Aim —
Reproduce each of the following records verbatim, line for line, with nothing added or left out.

─── Raw data

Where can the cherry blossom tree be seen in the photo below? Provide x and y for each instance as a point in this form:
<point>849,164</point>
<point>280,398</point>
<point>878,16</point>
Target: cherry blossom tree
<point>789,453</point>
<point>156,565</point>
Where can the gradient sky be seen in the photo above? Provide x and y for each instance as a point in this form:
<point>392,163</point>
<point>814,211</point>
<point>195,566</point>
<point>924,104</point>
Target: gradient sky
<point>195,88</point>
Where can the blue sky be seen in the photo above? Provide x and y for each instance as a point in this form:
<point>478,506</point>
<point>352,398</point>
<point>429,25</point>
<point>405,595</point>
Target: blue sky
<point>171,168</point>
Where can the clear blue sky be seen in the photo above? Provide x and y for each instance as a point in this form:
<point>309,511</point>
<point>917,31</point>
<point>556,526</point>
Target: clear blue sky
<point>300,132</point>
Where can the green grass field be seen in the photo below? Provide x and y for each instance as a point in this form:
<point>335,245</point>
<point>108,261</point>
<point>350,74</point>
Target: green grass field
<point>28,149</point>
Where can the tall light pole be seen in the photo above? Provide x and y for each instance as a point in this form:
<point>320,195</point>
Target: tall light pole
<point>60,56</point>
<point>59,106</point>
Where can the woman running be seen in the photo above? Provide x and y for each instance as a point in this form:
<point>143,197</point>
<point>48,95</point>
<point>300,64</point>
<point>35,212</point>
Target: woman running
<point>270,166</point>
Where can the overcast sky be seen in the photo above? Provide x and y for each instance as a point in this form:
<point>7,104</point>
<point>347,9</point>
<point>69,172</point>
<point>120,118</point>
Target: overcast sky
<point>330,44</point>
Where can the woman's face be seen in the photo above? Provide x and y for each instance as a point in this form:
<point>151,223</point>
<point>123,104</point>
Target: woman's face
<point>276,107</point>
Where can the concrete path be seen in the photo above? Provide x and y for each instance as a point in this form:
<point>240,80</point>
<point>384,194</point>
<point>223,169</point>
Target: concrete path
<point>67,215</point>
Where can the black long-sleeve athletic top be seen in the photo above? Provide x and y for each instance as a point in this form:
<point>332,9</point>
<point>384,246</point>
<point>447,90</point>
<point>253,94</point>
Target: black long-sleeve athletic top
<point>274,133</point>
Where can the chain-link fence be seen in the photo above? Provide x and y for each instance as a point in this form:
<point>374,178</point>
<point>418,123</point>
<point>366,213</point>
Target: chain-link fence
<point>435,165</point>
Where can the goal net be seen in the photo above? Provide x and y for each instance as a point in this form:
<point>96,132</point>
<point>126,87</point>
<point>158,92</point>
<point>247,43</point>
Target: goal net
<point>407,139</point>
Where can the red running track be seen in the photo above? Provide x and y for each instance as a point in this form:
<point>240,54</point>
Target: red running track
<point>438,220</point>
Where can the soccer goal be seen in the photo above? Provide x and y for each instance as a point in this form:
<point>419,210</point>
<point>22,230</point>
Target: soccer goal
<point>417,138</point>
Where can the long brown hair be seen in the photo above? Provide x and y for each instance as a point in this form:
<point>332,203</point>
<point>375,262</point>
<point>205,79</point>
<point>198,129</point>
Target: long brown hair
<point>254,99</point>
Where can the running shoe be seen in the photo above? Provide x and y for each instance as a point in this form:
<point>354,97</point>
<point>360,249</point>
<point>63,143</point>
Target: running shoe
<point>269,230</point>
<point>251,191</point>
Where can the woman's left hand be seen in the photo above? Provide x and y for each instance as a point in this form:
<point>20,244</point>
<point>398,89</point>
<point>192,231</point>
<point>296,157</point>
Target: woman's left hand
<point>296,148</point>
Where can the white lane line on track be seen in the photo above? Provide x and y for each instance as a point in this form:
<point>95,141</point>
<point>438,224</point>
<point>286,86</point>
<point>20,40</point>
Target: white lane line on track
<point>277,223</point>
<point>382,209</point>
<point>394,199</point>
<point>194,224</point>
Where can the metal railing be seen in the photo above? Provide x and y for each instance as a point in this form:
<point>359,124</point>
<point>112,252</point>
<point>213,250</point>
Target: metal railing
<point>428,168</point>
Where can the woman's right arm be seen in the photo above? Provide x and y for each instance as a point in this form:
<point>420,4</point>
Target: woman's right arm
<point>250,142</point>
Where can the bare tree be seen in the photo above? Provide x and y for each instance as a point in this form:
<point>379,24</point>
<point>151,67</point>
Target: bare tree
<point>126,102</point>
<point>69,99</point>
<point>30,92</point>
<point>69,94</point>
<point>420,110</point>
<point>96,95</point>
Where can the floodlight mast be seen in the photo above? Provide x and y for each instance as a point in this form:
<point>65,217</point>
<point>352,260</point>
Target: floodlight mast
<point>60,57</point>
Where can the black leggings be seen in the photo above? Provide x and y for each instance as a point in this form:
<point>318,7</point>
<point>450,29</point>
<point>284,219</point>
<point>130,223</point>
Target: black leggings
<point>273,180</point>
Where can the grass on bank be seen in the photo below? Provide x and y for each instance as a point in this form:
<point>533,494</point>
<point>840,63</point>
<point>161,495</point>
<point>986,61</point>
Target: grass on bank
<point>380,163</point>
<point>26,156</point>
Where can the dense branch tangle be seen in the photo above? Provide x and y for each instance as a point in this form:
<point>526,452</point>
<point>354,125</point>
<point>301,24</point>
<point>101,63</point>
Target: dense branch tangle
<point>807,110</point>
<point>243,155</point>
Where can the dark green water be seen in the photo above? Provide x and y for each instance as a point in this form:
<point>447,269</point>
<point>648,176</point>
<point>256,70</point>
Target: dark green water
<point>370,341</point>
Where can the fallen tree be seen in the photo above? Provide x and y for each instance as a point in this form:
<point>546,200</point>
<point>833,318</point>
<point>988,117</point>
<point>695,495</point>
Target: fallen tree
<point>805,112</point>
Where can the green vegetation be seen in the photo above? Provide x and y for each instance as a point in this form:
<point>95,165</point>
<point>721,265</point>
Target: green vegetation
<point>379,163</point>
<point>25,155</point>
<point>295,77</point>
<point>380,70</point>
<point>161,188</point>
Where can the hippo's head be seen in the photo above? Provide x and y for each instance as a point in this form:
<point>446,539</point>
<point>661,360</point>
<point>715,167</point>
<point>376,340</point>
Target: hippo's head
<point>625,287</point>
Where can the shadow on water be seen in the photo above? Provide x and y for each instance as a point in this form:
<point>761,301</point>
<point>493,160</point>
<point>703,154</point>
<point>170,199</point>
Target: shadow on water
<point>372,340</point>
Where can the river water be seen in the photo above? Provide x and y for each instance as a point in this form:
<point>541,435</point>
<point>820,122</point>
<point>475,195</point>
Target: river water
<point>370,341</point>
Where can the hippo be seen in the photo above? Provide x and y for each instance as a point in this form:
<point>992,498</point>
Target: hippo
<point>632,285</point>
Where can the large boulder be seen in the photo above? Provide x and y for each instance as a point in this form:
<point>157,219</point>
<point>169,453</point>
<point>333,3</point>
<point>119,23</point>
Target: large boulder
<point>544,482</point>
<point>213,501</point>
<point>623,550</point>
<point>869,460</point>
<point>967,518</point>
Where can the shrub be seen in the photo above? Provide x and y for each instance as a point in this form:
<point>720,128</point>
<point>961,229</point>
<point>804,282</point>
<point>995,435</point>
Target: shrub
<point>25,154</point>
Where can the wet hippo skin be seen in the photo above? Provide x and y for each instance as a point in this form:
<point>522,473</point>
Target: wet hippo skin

──────

Worked answer —
Where can the cherry blossom tree be seen in the photo below? Provide x and y for each instance as a point in this form:
<point>849,164</point>
<point>280,398</point>
<point>878,16</point>
Target: cherry blossom tree
<point>789,453</point>
<point>156,565</point>
Where can the gradient sky be seen in the photo above? Provide x and y for each instance as a point in this form:
<point>392,163</point>
<point>814,211</point>
<point>195,566</point>
<point>924,104</point>
Target: gradient sky
<point>195,88</point>
Where can the blue sky be seen in the photo above? Provide x and y for each instance as a point in this form:
<point>478,506</point>
<point>352,398</point>
<point>429,25</point>
<point>405,595</point>
Target: blue sky
<point>171,168</point>
Where can the clear blue sky be seen in the photo above? Provide x and y for each instance as a point in this form:
<point>309,511</point>
<point>917,31</point>
<point>556,526</point>
Target: clear blue sky
<point>300,132</point>
Where can the green grass field be seen in the photo below? Provide x and y for each instance as a point in this form:
<point>335,245</point>
<point>108,261</point>
<point>350,74</point>
Target: green grass field
<point>28,149</point>
Where can the tall light pole be seen in the photo above? Provide x and y for each instance as a point in this form:
<point>320,195</point>
Target: tall light pole
<point>60,56</point>
<point>59,106</point>
Where can the woman running be seen in the photo above? Provide x and y for each instance as a point in this form:
<point>143,197</point>
<point>48,95</point>
<point>300,64</point>
<point>35,212</point>
Target: woman running
<point>270,166</point>
Where can the overcast sky be seen in the photo above? Provide x and y for each instance as a point in this form:
<point>7,104</point>
<point>347,9</point>
<point>69,172</point>
<point>120,118</point>
Target: overcast sky
<point>330,44</point>
Where can the woman's face be seen in the photo above? Provide x and y for each instance as a point in this form:
<point>151,223</point>
<point>123,104</point>
Target: woman's face
<point>276,107</point>
Where can the concrete path be seen in the photo above? Provide x and y for each instance as a point in this form:
<point>240,80</point>
<point>384,194</point>
<point>223,169</point>
Target: concrete path
<point>67,215</point>
Where can the black long-sleeve athletic top be seen in the photo above? Provide x and y for each instance as a point in this form:
<point>332,9</point>
<point>384,246</point>
<point>447,90</point>
<point>253,94</point>
Target: black long-sleeve athletic top
<point>274,133</point>
Where can the chain-link fence be seen in the photo above? Provide x and y for each instance as a point in this form:
<point>374,178</point>
<point>418,123</point>
<point>366,213</point>
Target: chain-link fence
<point>435,165</point>
Where can the goal net be seen in the photo above? Provide x and y for each instance as a point in this form:
<point>96,132</point>
<point>126,87</point>
<point>158,92</point>
<point>247,43</point>
Target: goal net
<point>407,139</point>
Where can the red running track be seen in the photo above? Provide x and y for each instance as a point in this form:
<point>240,54</point>
Target: red running track
<point>438,220</point>
Where can the soccer goal be seen in the photo above? Provide x and y for each instance as a point in this form:
<point>419,210</point>
<point>22,230</point>
Target: soccer goal
<point>417,138</point>
Where can the long brown hair be seen in the photo above? Provide x and y for each instance as a point in this form:
<point>332,203</point>
<point>375,262</point>
<point>205,79</point>
<point>198,129</point>
Target: long brown hair
<point>254,99</point>
Where can the running shoe be seen in the photo above? Provide x and y for each instance as a point in this form:
<point>354,97</point>
<point>360,249</point>
<point>63,143</point>
Target: running shoe
<point>269,230</point>
<point>251,191</point>
Where can the woman's left hand be seen in the photo above? Provide x and y for each instance as a point in this form:
<point>20,244</point>
<point>398,89</point>
<point>192,231</point>
<point>296,157</point>
Target: woman's left hand
<point>296,148</point>
Where can the white lane line on track be seen in the photo above? Provide x and y for each instance as a point in this form:
<point>95,141</point>
<point>438,224</point>
<point>286,86</point>
<point>20,40</point>
Target: white lane line on track
<point>277,223</point>
<point>382,209</point>
<point>394,199</point>
<point>194,224</point>
Where can the metal railing be seen in the photo above? Provide x and y for each instance as a point in this form:
<point>359,124</point>
<point>112,252</point>
<point>213,250</point>
Target: metal railing
<point>428,168</point>
Where can the woman's right arm be seen in the photo above? Provide x and y for each instance as a point in this form:
<point>420,4</point>
Target: woman's right arm
<point>250,142</point>
Where can the bare tree be seen in the photo above? Provide x and y for each instance as a point in this form:
<point>379,24</point>
<point>151,67</point>
Target: bare tree
<point>126,102</point>
<point>69,99</point>
<point>30,92</point>
<point>69,94</point>
<point>420,110</point>
<point>96,95</point>
Where can the floodlight mast be seen in the photo above? Provide x and y for each instance as a point in this form:
<point>65,217</point>
<point>352,260</point>
Target: floodlight mast
<point>60,57</point>
Where can the black leggings be seen in the photo above? Provide x and y for each instance as a point in this form:
<point>318,7</point>
<point>450,29</point>
<point>284,219</point>
<point>130,223</point>
Target: black leggings
<point>273,180</point>
Where can the grass on bank be seen in the photo below? Provide x and y for each instance as a point in this form:
<point>533,494</point>
<point>840,63</point>
<point>161,495</point>
<point>986,61</point>
Target: grass on bank
<point>380,163</point>
<point>26,156</point>
Where can the dense branch tangle be seen in the photo above? Provide x and y for each instance as a point in this form:
<point>526,452</point>
<point>354,125</point>
<point>301,24</point>
<point>101,63</point>
Target: dense branch tangle
<point>807,110</point>
<point>243,155</point>
Where can the dark green water be seen in the photo above? Provide x and y for each instance as a point in this form:
<point>447,269</point>
<point>648,176</point>
<point>256,70</point>
Target: dark green water
<point>370,341</point>
Where can the fallen tree be seen in the photo above? Provide x and y for each instance as a point in this form:
<point>546,200</point>
<point>833,318</point>
<point>988,117</point>
<point>695,495</point>
Target: fallen tree
<point>805,112</point>
Where can the green vegetation be seen in the photo above? Provide x and y for each instance as a point in this form:
<point>95,165</point>
<point>721,265</point>
Target: green vegetation
<point>379,163</point>
<point>25,155</point>
<point>295,77</point>
<point>380,70</point>
<point>161,188</point>
Where can the hippo's head be seen in the photo above? Provide x and y for each instance as a point in this form:
<point>446,539</point>
<point>661,360</point>
<point>715,167</point>
<point>376,340</point>
Target: hippo's head
<point>625,287</point>
Where can the shadow on water be seen in the photo above? Provide x and y for each instance as a point in this form:
<point>761,301</point>
<point>493,160</point>
<point>703,154</point>
<point>170,199</point>
Target: shadow on water
<point>372,340</point>
Where can the river water be seen in the photo above? Provide x and y for each instance as a point in this form:
<point>541,435</point>
<point>820,122</point>
<point>475,195</point>
Target: river water
<point>370,341</point>
Where can the hippo be seen in the photo above? Provide x and y for each instance as a point in this form:
<point>992,498</point>
Target: hippo
<point>632,285</point>
Where can the large boulder be seen in the photo above? Provide x and y for each instance as a point in this form:
<point>157,219</point>
<point>169,453</point>
<point>333,3</point>
<point>119,23</point>
Target: large boulder
<point>544,482</point>
<point>213,501</point>
<point>623,550</point>
<point>869,460</point>
<point>967,518</point>
Where can the shrub be seen in the photo above? Provide x and y for each instance as a point in this form:
<point>720,128</point>
<point>961,229</point>
<point>804,282</point>
<point>995,435</point>
Target: shrub
<point>25,154</point>
Where can the wet hippo skin be seen in the photo above? Provide x and y for each instance as a point in this form:
<point>522,473</point>
Target: wet hippo skin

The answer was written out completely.